[WHAT IS BEING ASKED] Since pictures are not part of the copy, please output only the lines from the one with "Localize white scaly" through the end of the data below, exactly as written.

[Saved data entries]
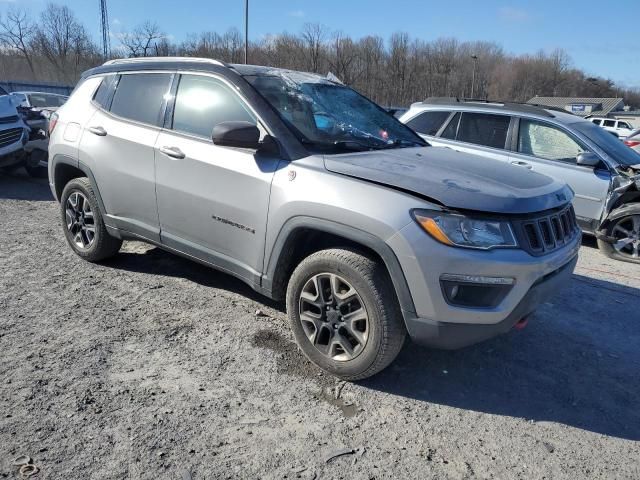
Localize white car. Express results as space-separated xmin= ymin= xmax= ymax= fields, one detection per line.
xmin=589 ymin=117 xmax=634 ymax=139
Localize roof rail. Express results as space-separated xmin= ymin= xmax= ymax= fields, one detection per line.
xmin=527 ymin=103 xmax=574 ymax=115
xmin=103 ymin=57 xmax=226 ymax=67
xmin=502 ymin=102 xmax=555 ymax=118
xmin=420 ymin=97 xmax=556 ymax=118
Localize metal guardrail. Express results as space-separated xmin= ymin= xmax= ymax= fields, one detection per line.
xmin=0 ymin=80 xmax=74 ymax=96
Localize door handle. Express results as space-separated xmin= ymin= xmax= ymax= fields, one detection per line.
xmin=510 ymin=160 xmax=532 ymax=169
xmin=159 ymin=146 xmax=186 ymax=159
xmin=87 ymin=126 xmax=107 ymax=136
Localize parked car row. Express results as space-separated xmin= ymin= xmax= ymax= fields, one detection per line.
xmin=399 ymin=98 xmax=640 ymax=263
xmin=0 ymin=87 xmax=68 ymax=177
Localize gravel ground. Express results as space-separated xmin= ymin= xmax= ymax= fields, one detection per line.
xmin=1 ymin=170 xmax=639 ymax=479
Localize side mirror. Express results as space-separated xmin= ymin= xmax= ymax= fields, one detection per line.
xmin=576 ymin=152 xmax=600 ymax=168
xmin=212 ymin=121 xmax=260 ymax=149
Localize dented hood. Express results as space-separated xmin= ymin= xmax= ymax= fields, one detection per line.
xmin=324 ymin=147 xmax=574 ymax=214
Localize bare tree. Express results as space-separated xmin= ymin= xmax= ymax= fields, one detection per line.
xmin=120 ymin=21 xmax=165 ymax=57
xmin=300 ymin=23 xmax=327 ymax=72
xmin=0 ymin=7 xmax=37 ymax=78
xmin=32 ymin=4 xmax=97 ymax=83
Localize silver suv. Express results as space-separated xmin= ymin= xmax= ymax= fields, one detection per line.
xmin=400 ymin=99 xmax=640 ymax=263
xmin=48 ymin=58 xmax=580 ymax=379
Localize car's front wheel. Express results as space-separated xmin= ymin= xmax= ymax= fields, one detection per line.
xmin=597 ymin=207 xmax=640 ymax=264
xmin=60 ymin=177 xmax=122 ymax=262
xmin=286 ymin=248 xmax=406 ymax=380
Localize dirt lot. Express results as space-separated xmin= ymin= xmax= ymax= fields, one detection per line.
xmin=0 ymin=170 xmax=639 ymax=479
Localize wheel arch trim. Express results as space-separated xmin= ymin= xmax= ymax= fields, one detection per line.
xmin=50 ymin=154 xmax=109 ymax=221
xmin=263 ymin=216 xmax=417 ymax=318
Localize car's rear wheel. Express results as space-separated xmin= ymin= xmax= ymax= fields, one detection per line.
xmin=597 ymin=209 xmax=640 ymax=264
xmin=60 ymin=177 xmax=122 ymax=262
xmin=286 ymin=248 xmax=406 ymax=380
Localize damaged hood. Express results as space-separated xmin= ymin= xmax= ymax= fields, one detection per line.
xmin=324 ymin=147 xmax=574 ymax=214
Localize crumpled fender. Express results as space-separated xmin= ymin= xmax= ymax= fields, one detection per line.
xmin=596 ymin=202 xmax=640 ymax=244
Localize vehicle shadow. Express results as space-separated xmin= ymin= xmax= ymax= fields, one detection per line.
xmin=581 ymin=235 xmax=598 ymax=249
xmin=0 ymin=169 xmax=53 ymax=201
xmin=105 ymin=246 xmax=284 ymax=311
xmin=361 ymin=274 xmax=640 ymax=441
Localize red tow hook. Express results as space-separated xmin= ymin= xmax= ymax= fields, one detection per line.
xmin=513 ymin=316 xmax=529 ymax=330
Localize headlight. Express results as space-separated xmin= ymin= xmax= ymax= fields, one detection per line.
xmin=413 ymin=210 xmax=517 ymax=250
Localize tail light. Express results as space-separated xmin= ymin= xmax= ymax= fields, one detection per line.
xmin=623 ymin=140 xmax=640 ymax=148
xmin=48 ymin=112 xmax=59 ymax=136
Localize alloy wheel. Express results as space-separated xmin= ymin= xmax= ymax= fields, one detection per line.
xmin=611 ymin=214 xmax=640 ymax=259
xmin=298 ymin=273 xmax=369 ymax=361
xmin=65 ymin=191 xmax=96 ymax=249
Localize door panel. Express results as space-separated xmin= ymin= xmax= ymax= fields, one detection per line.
xmin=79 ymin=108 xmax=161 ymax=240
xmin=512 ymin=119 xmax=610 ymax=226
xmin=155 ymin=132 xmax=280 ymax=282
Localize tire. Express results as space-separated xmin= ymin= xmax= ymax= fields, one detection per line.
xmin=286 ymin=248 xmax=406 ymax=381
xmin=60 ymin=177 xmax=122 ymax=262
xmin=597 ymin=206 xmax=640 ymax=264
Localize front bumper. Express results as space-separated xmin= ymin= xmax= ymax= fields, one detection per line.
xmin=388 ymin=220 xmax=581 ymax=349
xmin=403 ymin=254 xmax=577 ymax=349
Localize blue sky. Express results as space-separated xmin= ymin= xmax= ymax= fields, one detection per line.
xmin=5 ymin=0 xmax=640 ymax=88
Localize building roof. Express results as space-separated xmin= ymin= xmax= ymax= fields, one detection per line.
xmin=611 ymin=110 xmax=640 ymax=117
xmin=527 ymin=96 xmax=624 ymax=117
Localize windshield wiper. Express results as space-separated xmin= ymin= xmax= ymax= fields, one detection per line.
xmin=300 ymin=138 xmax=376 ymax=152
xmin=375 ymin=139 xmax=426 ymax=149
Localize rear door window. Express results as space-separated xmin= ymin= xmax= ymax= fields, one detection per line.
xmin=518 ymin=119 xmax=586 ymax=163
xmin=456 ymin=112 xmax=510 ymax=149
xmin=602 ymin=119 xmax=616 ymax=127
xmin=171 ymin=74 xmax=256 ymax=139
xmin=109 ymin=73 xmax=172 ymax=126
xmin=405 ymin=111 xmax=450 ymax=136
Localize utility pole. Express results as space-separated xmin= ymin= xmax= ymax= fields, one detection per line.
xmin=99 ymin=0 xmax=110 ymax=60
xmin=470 ymin=54 xmax=478 ymax=99
xmin=244 ymin=0 xmax=249 ymax=64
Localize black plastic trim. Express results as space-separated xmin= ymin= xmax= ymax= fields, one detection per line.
xmin=262 ymin=216 xmax=417 ymax=317
xmin=406 ymin=254 xmax=578 ymax=349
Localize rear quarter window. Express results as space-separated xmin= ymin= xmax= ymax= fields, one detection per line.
xmin=109 ymin=73 xmax=172 ymax=126
xmin=93 ymin=75 xmax=118 ymax=109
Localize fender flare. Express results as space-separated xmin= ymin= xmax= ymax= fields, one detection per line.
xmin=263 ymin=216 xmax=417 ymax=318
xmin=50 ymin=154 xmax=108 ymax=215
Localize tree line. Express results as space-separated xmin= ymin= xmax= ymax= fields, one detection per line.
xmin=1 ymin=3 xmax=639 ymax=108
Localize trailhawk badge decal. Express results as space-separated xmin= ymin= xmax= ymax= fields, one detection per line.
xmin=211 ymin=215 xmax=255 ymax=234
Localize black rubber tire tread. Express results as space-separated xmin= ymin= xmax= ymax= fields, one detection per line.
xmin=597 ymin=204 xmax=640 ymax=264
xmin=60 ymin=177 xmax=122 ymax=262
xmin=286 ymin=248 xmax=406 ymax=381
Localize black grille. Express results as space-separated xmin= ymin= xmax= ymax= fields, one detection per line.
xmin=512 ymin=205 xmax=579 ymax=256
xmin=0 ymin=115 xmax=19 ymax=124
xmin=0 ymin=128 xmax=23 ymax=148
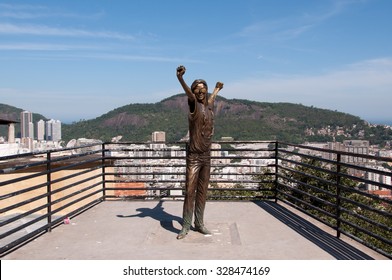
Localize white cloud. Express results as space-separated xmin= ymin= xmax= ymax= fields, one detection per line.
xmin=223 ymin=57 xmax=392 ymax=121
xmin=0 ymin=88 xmax=127 ymax=121
xmin=0 ymin=3 xmax=104 ymax=20
xmin=238 ymin=0 xmax=367 ymax=41
xmin=0 ymin=23 xmax=135 ymax=40
xmin=0 ymin=43 xmax=106 ymax=51
xmin=1 ymin=58 xmax=390 ymax=123
xmin=77 ymin=53 xmax=204 ymax=63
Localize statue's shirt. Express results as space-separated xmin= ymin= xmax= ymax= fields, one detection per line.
xmin=188 ymin=100 xmax=214 ymax=154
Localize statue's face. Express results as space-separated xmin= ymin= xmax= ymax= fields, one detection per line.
xmin=193 ymin=83 xmax=207 ymax=101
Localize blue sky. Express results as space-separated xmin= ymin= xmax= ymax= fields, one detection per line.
xmin=0 ymin=0 xmax=391 ymax=124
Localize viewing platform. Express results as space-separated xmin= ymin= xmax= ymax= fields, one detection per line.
xmin=1 ymin=141 xmax=391 ymax=260
xmin=1 ymin=200 xmax=386 ymax=260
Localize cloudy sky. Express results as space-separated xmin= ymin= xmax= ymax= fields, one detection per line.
xmin=0 ymin=0 xmax=391 ymax=124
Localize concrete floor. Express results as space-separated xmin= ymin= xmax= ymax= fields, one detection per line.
xmin=1 ymin=200 xmax=388 ymax=260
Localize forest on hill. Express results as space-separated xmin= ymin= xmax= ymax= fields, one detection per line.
xmin=1 ymin=95 xmax=391 ymax=146
xmin=60 ymin=94 xmax=389 ymax=145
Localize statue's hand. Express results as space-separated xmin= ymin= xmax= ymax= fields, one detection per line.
xmin=177 ymin=65 xmax=186 ymax=77
xmin=215 ymin=81 xmax=224 ymax=90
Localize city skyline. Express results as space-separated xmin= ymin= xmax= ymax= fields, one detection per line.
xmin=0 ymin=0 xmax=391 ymax=124
xmin=1 ymin=92 xmax=391 ymax=127
xmin=20 ymin=110 xmax=62 ymax=142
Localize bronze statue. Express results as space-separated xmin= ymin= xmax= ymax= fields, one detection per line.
xmin=176 ymin=65 xmax=224 ymax=239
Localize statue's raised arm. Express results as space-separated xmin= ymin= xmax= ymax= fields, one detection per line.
xmin=176 ymin=65 xmax=194 ymax=102
xmin=208 ymin=81 xmax=224 ymax=104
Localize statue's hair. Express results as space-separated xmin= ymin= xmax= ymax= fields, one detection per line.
xmin=191 ymin=79 xmax=208 ymax=92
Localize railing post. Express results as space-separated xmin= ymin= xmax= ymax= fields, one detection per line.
xmin=274 ymin=141 xmax=279 ymax=203
xmin=102 ymin=143 xmax=106 ymax=201
xmin=46 ymin=151 xmax=52 ymax=232
xmin=336 ymin=152 xmax=342 ymax=238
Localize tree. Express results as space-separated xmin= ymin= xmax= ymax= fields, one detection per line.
xmin=275 ymin=156 xmax=391 ymax=255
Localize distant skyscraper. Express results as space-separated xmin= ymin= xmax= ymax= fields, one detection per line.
xmin=46 ymin=119 xmax=62 ymax=141
xmin=28 ymin=122 xmax=34 ymax=140
xmin=37 ymin=120 xmax=45 ymax=141
xmin=20 ymin=111 xmax=33 ymax=138
xmin=51 ymin=120 xmax=62 ymax=141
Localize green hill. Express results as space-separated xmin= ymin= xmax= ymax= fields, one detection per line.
xmin=62 ymin=94 xmax=373 ymax=144
xmin=2 ymin=95 xmax=390 ymax=146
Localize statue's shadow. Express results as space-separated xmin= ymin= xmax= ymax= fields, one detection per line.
xmin=117 ymin=201 xmax=182 ymax=234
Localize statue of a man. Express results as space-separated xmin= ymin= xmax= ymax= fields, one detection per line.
xmin=176 ymin=65 xmax=224 ymax=239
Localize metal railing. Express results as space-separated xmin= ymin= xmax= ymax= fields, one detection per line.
xmin=0 ymin=141 xmax=391 ymax=258
xmin=275 ymin=142 xmax=391 ymax=258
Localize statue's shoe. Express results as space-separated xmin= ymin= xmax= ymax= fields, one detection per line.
xmin=177 ymin=227 xmax=189 ymax=239
xmin=195 ymin=225 xmax=211 ymax=235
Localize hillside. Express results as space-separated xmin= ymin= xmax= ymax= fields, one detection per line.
xmin=62 ymin=94 xmax=374 ymax=144
xmin=2 ymin=95 xmax=390 ymax=145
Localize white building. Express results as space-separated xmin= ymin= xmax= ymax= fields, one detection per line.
xmin=366 ymin=166 xmax=392 ymax=191
xmin=37 ymin=120 xmax=45 ymax=141
xmin=152 ymin=131 xmax=166 ymax=142
xmin=46 ymin=119 xmax=62 ymax=141
xmin=0 ymin=143 xmax=19 ymax=156
xmin=20 ymin=111 xmax=33 ymax=139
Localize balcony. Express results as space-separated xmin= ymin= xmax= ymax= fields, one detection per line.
xmin=0 ymin=141 xmax=391 ymax=260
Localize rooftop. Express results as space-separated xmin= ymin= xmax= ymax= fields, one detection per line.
xmin=1 ymin=200 xmax=387 ymax=260
xmin=0 ymin=118 xmax=19 ymax=125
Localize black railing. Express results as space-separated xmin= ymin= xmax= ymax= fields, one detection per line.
xmin=103 ymin=141 xmax=276 ymax=200
xmin=275 ymin=142 xmax=391 ymax=258
xmin=0 ymin=144 xmax=105 ymax=256
xmin=0 ymin=141 xmax=391 ymax=258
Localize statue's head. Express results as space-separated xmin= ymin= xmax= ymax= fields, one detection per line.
xmin=191 ymin=79 xmax=208 ymax=102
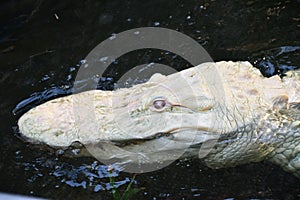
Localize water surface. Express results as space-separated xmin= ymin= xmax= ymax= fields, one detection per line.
xmin=0 ymin=0 xmax=299 ymax=199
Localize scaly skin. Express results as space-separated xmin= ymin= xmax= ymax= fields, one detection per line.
xmin=18 ymin=61 xmax=300 ymax=177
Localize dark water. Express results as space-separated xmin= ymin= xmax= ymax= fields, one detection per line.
xmin=1 ymin=0 xmax=300 ymax=199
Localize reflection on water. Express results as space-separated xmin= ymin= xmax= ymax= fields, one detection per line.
xmin=250 ymin=46 xmax=300 ymax=77
xmin=1 ymin=0 xmax=300 ymax=199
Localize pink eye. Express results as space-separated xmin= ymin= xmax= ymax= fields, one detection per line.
xmin=151 ymin=97 xmax=169 ymax=112
xmin=153 ymin=99 xmax=166 ymax=109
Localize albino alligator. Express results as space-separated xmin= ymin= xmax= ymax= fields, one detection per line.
xmin=18 ymin=61 xmax=300 ymax=177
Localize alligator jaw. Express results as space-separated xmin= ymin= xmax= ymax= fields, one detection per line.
xmin=18 ymin=92 xmax=223 ymax=147
xmin=18 ymin=62 xmax=225 ymax=147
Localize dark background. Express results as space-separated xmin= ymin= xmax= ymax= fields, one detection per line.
xmin=0 ymin=0 xmax=299 ymax=199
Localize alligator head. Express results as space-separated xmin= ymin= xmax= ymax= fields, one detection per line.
xmin=18 ymin=61 xmax=300 ymax=176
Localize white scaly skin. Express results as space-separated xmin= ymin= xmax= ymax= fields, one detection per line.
xmin=18 ymin=61 xmax=300 ymax=178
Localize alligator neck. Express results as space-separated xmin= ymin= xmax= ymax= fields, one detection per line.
xmin=266 ymin=105 xmax=300 ymax=178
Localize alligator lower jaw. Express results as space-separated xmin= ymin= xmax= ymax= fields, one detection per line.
xmin=85 ymin=129 xmax=219 ymax=149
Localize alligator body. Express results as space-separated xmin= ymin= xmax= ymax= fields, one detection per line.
xmin=18 ymin=61 xmax=300 ymax=177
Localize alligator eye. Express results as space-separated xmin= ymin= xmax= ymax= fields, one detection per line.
xmin=151 ymin=97 xmax=169 ymax=112
xmin=153 ymin=99 xmax=166 ymax=109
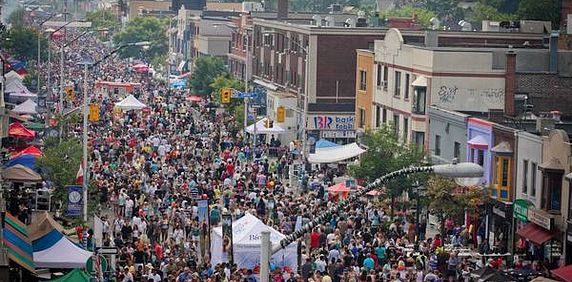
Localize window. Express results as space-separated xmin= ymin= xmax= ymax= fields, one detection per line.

[RESPONSE TO THIS EXERCISE]
Localize white scaly skin. Express results as space-separated xmin= ymin= xmax= ymax= fields, one detection per line.
xmin=18 ymin=61 xmax=300 ymax=178
Localize alligator neck. Express results as space-separated xmin= ymin= xmax= ymax= fields, one detection per line.
xmin=266 ymin=105 xmax=300 ymax=178
Localize alligator lower jaw. Express results as space-separated xmin= ymin= xmax= ymax= fields, one detection per line.
xmin=85 ymin=129 xmax=219 ymax=149
Localize alligator body. Express results as space-separated xmin= ymin= xmax= ymax= fields, one detection per line.
xmin=18 ymin=61 xmax=300 ymax=177
Localize alligator eye. Express results as space-separated xmin= ymin= xmax= ymax= fields, one detection per line.
xmin=151 ymin=97 xmax=169 ymax=112
xmin=153 ymin=99 xmax=166 ymax=109
Localize window. Express results as space-separated xmin= ymin= xmax= ymax= fields, one detection per line.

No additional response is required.